WHAT IS REQUIRED -
Using the entries below, transcribe exactly the line containing "Check that every instance of the concrete" and each line that follows it to the end.

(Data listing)
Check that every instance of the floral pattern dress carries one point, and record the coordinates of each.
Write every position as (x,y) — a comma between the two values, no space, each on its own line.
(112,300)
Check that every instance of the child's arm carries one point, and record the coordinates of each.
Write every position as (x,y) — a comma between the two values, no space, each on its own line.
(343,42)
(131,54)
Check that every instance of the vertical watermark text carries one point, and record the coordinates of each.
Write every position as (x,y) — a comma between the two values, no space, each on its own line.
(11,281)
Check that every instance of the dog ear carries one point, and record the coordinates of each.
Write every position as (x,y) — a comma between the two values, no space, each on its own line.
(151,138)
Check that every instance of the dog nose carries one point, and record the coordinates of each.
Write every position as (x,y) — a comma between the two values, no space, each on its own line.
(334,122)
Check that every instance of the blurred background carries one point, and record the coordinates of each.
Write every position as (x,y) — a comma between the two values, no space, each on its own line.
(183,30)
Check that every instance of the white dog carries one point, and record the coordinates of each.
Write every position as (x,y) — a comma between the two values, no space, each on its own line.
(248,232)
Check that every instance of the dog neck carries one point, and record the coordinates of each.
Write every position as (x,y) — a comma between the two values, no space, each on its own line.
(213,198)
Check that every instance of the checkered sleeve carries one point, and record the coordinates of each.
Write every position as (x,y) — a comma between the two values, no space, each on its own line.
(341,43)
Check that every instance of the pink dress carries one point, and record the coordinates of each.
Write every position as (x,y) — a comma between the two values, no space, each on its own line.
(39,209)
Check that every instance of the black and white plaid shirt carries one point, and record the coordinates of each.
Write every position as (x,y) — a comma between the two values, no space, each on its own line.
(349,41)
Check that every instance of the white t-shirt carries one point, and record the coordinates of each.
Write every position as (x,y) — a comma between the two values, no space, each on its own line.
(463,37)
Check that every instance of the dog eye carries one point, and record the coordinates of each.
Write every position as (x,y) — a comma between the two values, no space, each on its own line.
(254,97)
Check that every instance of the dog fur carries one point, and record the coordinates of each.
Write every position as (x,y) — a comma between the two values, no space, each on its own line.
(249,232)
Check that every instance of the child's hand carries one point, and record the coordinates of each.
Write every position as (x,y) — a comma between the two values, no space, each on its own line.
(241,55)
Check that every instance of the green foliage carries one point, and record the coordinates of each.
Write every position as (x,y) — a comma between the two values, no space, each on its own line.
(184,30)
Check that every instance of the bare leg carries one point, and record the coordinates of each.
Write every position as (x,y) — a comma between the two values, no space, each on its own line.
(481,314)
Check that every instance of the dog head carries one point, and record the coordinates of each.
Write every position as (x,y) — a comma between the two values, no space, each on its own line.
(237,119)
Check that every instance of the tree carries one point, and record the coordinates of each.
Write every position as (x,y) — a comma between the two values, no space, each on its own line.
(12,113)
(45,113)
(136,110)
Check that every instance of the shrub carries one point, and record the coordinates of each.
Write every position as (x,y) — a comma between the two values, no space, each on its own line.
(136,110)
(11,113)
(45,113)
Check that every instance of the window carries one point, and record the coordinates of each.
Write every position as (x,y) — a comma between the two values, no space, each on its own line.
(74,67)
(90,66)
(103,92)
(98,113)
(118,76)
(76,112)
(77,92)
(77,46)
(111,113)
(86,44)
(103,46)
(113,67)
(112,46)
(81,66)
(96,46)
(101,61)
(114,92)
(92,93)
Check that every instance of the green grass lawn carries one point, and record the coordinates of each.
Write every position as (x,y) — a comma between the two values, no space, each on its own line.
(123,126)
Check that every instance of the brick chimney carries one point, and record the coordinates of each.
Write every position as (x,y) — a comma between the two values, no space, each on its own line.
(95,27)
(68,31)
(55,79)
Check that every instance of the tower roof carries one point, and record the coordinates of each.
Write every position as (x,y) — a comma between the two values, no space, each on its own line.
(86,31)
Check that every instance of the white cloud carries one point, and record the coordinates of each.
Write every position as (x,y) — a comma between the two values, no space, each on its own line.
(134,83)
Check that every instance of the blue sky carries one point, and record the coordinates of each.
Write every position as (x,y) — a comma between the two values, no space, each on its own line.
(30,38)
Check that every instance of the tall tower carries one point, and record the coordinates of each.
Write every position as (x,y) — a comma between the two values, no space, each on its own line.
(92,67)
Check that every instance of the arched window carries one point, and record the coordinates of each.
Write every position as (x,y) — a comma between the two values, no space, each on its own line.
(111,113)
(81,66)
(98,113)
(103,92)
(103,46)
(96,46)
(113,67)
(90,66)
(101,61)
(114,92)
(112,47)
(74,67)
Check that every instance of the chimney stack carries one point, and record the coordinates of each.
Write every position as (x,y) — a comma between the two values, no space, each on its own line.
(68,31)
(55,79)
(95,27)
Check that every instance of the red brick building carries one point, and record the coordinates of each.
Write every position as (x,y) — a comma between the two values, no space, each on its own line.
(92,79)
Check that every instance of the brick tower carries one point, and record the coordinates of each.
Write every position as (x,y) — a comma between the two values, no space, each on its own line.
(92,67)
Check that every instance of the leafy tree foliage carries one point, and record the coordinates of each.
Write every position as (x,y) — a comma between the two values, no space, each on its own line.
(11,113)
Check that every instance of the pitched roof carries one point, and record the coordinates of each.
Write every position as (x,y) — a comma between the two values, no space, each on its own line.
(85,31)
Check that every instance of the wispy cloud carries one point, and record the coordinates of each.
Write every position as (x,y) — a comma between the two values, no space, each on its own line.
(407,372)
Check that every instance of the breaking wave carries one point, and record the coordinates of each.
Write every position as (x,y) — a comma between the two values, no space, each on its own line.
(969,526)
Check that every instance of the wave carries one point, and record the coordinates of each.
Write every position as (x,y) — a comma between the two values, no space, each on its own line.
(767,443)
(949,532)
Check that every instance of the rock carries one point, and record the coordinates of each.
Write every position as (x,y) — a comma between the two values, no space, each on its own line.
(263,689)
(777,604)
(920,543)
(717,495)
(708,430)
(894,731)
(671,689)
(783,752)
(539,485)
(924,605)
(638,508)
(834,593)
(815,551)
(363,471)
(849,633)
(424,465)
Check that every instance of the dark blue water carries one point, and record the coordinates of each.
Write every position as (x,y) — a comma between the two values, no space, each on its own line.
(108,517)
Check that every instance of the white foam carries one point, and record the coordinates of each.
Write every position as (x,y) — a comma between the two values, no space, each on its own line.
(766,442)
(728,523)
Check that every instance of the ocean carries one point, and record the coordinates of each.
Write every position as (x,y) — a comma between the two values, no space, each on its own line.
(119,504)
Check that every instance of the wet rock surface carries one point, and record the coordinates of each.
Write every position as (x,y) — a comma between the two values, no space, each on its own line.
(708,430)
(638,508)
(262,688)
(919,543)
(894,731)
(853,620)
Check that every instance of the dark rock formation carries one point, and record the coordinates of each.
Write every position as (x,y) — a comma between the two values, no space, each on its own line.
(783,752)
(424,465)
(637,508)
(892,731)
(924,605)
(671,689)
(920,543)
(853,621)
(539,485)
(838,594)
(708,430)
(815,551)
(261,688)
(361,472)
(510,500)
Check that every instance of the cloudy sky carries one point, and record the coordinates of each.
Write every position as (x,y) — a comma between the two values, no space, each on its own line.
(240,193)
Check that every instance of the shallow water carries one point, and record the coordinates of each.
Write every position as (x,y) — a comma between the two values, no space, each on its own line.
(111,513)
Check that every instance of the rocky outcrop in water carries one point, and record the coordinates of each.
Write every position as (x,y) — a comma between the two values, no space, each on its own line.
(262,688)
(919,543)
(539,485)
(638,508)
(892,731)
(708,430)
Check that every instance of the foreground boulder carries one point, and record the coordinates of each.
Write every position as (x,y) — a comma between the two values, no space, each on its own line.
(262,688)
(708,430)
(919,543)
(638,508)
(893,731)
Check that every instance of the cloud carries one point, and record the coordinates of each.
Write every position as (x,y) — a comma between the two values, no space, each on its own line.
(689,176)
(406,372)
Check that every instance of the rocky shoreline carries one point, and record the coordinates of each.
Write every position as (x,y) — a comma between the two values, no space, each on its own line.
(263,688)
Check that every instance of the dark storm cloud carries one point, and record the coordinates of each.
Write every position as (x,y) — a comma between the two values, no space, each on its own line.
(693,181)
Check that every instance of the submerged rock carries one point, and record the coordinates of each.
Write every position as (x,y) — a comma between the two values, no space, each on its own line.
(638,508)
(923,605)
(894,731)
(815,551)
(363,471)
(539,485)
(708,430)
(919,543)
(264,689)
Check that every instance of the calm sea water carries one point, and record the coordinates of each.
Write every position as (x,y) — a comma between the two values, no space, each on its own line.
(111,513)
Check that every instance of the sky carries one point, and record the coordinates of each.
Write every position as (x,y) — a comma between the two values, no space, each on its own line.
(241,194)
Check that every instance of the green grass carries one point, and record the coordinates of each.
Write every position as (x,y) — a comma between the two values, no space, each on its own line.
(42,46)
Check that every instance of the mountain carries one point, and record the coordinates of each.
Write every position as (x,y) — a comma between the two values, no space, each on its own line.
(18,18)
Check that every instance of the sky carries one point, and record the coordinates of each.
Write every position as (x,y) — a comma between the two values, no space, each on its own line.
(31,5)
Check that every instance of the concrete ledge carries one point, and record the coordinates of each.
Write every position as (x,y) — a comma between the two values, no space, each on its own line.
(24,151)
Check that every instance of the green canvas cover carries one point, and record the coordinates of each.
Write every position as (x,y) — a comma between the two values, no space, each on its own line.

ANSWER BELOW -
Check that every instance of the concrete ledge carries one point, and record the coordinates of each.
Write every position as (x,y) — a comma between the two values, no space, each on its own line.
(24,151)
Check that every instance of the green canvas cover carries one point, and record the coordinates of each.
Write every position as (x,y) — a comma between the two values, no space, each on its own line.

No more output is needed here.